What the exercise asks: Which lines of the material below contain the word "like"? Gather every such line in full, counting a match only when the case is the same.

====== Provided information

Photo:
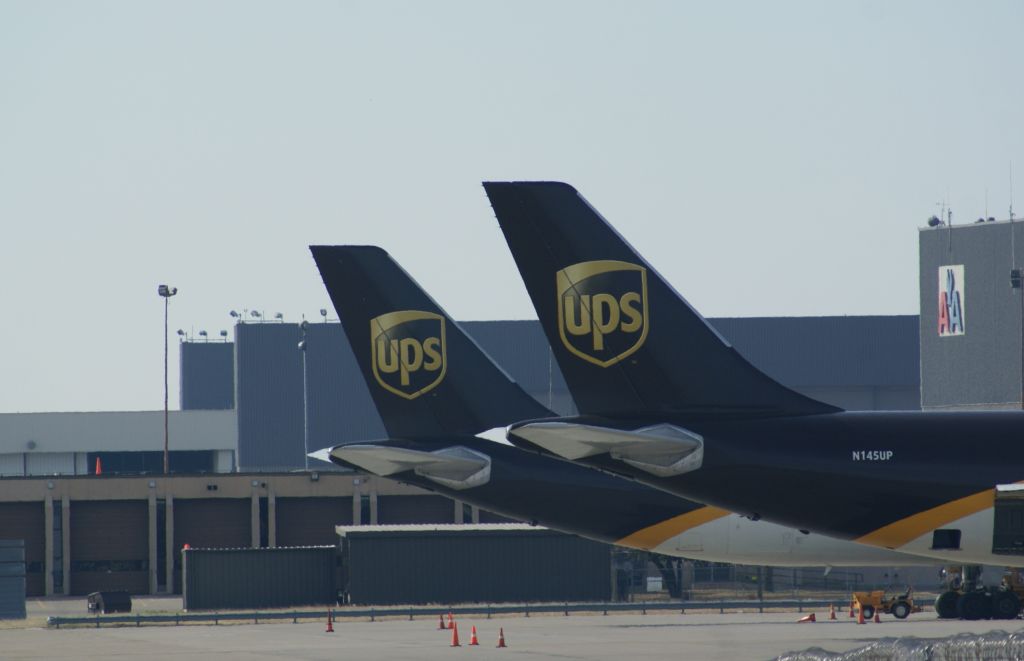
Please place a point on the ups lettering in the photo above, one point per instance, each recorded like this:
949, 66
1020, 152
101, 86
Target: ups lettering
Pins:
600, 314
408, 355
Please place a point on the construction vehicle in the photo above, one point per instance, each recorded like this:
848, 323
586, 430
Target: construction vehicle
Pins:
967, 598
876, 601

============
====== Provided information

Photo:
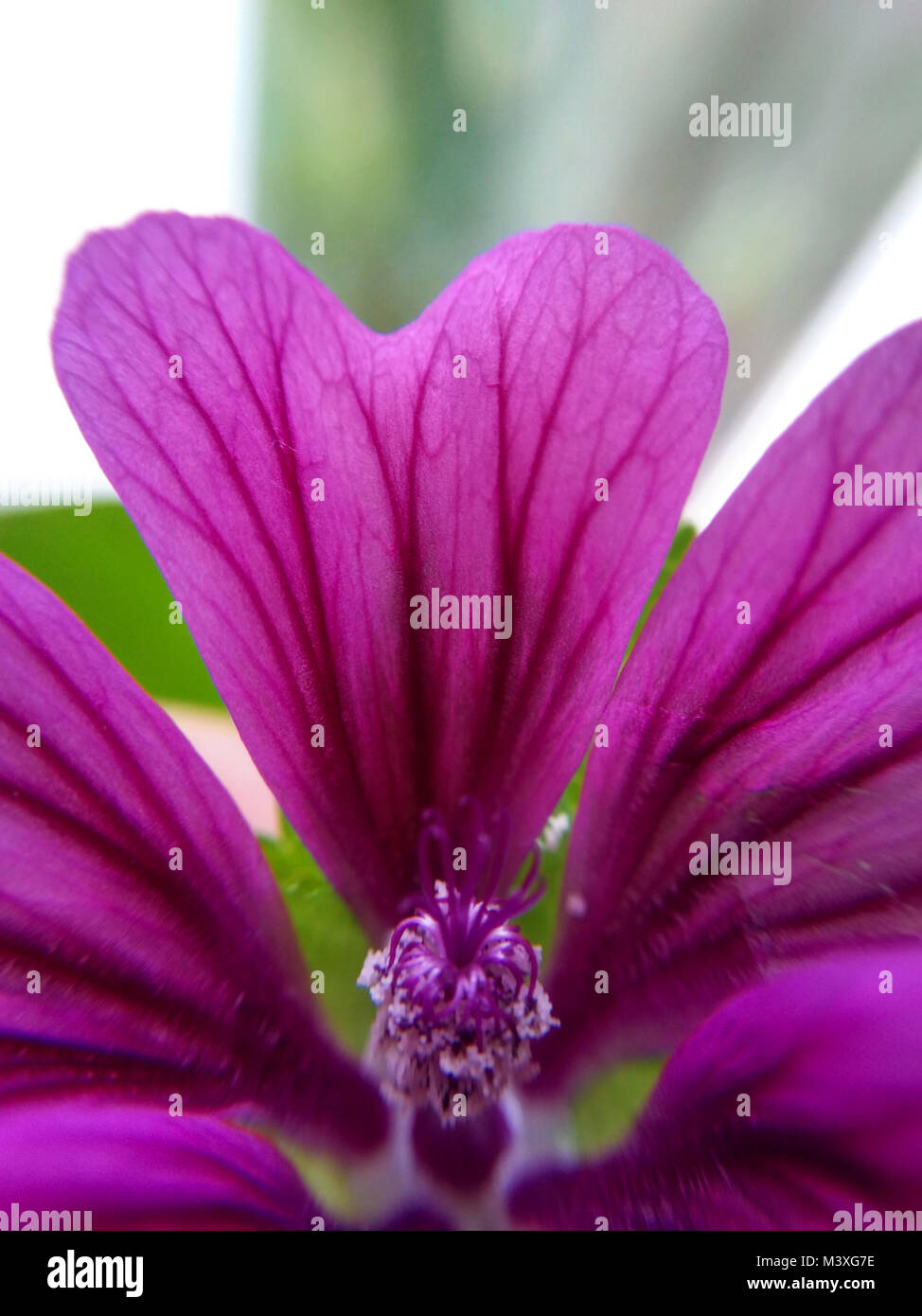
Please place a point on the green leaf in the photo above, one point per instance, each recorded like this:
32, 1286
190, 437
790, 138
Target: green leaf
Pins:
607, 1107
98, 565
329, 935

============

Exercise solution:
Please place a point on the ups lettering in the photo above, one point per instance, each recorded like this:
Please place a point on the construction vehicle in the photo above, one point per instance, each recorded like this:
Please place a point on the green leaf in the photo above, one point per instance, each recorded like this:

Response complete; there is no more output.